- Text-to-region grounding data:
[Start of section]

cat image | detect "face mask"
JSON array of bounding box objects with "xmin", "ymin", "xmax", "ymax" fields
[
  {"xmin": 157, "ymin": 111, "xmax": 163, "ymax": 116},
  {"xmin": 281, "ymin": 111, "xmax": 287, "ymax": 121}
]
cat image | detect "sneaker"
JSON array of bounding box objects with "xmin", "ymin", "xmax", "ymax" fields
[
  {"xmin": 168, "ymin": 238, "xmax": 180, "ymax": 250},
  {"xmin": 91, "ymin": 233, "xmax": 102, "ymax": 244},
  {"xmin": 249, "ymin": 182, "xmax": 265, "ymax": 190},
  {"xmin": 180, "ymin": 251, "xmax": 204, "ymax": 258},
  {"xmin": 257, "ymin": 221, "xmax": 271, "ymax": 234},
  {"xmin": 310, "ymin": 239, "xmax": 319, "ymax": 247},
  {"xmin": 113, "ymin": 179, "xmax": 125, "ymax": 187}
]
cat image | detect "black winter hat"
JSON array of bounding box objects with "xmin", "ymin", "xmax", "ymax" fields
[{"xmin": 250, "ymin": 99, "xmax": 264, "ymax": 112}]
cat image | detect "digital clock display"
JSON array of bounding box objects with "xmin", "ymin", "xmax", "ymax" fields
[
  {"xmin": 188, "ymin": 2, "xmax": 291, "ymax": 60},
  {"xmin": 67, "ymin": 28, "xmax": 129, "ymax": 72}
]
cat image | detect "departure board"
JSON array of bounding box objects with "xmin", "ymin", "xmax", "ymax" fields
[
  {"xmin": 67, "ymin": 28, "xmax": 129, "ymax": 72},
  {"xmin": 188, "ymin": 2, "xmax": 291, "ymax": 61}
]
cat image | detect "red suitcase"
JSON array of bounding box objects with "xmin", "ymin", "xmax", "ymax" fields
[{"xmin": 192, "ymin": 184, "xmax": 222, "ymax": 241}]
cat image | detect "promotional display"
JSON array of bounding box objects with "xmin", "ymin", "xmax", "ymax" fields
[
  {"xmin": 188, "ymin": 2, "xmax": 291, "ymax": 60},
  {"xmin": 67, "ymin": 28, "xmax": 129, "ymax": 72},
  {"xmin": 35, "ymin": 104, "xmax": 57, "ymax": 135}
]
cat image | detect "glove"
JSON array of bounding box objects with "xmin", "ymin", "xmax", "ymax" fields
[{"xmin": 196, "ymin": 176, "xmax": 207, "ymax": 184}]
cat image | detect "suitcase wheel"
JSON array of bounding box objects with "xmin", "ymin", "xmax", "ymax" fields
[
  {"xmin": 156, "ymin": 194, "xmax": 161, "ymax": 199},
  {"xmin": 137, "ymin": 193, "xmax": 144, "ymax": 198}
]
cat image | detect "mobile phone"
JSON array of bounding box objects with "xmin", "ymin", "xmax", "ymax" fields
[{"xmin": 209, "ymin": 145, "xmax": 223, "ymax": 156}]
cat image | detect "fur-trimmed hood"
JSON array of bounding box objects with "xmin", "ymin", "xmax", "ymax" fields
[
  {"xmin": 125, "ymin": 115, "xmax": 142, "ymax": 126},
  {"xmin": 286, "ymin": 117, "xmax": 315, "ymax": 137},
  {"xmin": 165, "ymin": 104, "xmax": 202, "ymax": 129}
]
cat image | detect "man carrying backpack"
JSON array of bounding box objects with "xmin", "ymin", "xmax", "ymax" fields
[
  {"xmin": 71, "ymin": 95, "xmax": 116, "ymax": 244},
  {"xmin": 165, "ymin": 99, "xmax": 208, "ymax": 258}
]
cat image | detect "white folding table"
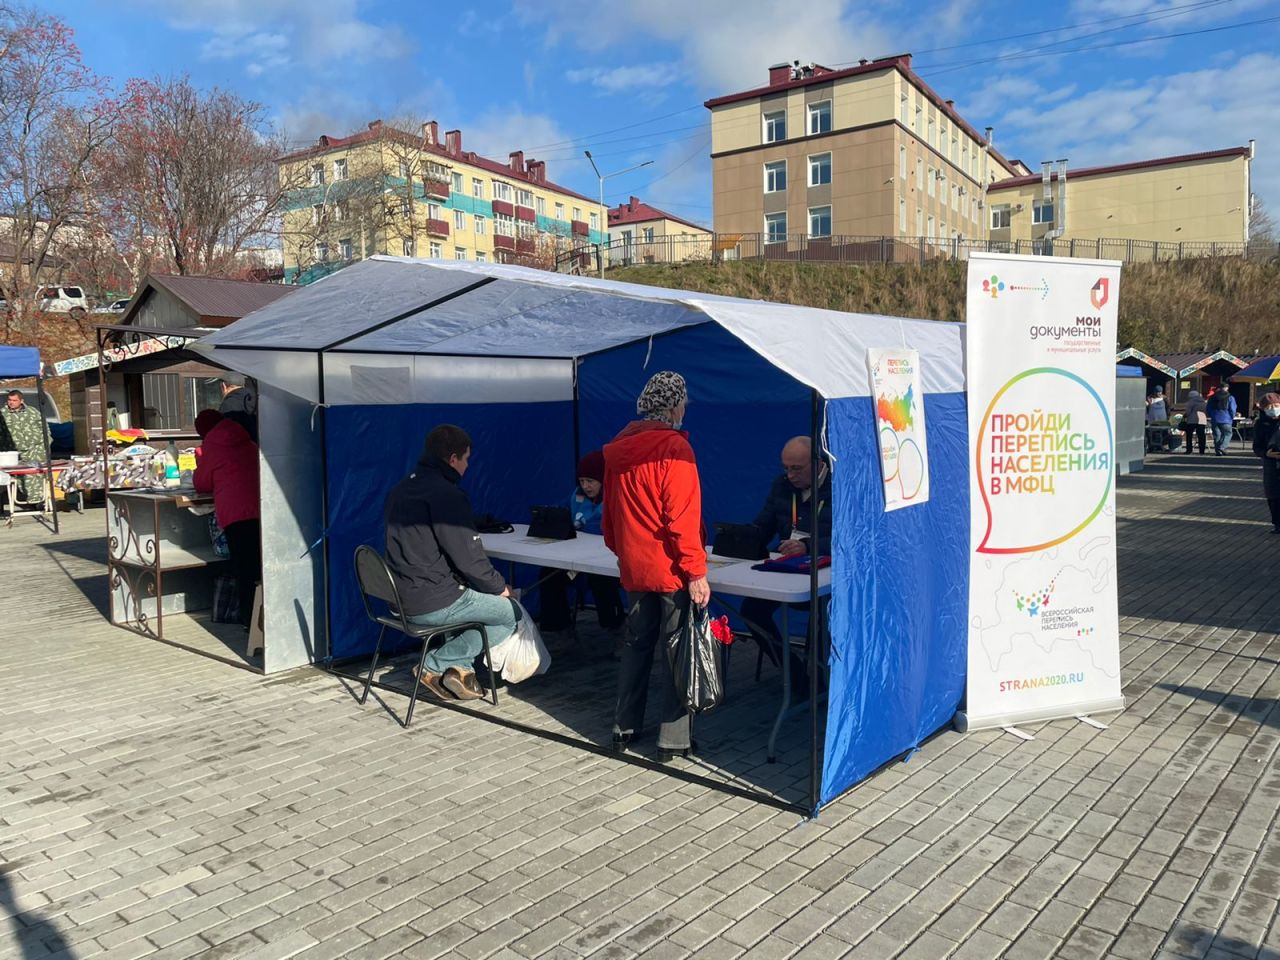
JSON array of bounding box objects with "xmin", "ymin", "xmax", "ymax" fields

[End of section]

- Task details: Show each line in the entries that holds the string "suitcase".

- Solution below:
cat image | detect "red suitcase"
cat image | detect "suitcase wheel"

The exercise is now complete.